- [TO DO]
Count the lines below that contain the string "asphalt", with case counting, and reply with the number alone.

[Saved data entries]
--

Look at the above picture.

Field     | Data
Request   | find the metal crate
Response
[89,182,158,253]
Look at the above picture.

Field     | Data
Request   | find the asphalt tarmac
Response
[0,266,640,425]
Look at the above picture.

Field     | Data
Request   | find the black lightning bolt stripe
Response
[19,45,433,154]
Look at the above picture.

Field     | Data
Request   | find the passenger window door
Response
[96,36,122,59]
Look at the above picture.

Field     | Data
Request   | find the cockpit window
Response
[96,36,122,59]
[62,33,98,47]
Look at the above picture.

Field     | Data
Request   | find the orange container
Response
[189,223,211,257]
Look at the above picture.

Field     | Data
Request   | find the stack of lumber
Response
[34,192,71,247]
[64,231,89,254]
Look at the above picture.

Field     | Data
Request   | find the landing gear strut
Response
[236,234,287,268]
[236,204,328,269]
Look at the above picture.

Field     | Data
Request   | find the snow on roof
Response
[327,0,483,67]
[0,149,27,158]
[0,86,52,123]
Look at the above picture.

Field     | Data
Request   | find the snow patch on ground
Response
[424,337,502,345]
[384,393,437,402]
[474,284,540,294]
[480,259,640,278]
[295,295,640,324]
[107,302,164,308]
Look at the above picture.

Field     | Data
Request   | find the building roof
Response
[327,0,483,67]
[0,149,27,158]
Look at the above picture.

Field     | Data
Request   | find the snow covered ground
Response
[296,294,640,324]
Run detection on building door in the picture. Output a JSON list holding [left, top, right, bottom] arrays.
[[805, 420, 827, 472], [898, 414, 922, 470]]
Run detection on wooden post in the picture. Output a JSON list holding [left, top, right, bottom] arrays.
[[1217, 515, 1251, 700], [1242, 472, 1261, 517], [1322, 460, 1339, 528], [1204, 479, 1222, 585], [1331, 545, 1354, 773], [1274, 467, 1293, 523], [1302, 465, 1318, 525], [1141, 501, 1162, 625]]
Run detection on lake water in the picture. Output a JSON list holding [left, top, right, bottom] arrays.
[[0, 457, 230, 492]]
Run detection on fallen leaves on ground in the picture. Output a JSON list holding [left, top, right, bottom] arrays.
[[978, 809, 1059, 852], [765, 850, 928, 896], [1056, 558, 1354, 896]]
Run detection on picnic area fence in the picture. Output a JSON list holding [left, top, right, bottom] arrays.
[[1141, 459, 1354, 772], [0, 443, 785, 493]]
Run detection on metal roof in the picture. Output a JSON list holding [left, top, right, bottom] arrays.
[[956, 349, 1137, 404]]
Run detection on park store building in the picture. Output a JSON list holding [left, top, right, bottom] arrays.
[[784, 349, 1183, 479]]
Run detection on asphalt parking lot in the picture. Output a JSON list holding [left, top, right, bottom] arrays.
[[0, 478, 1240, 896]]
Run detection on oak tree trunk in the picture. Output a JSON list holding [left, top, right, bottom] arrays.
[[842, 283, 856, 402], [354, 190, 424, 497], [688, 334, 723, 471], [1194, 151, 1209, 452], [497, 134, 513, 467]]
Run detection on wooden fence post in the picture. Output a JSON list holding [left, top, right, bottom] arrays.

--

- [FULL ANSWER]
2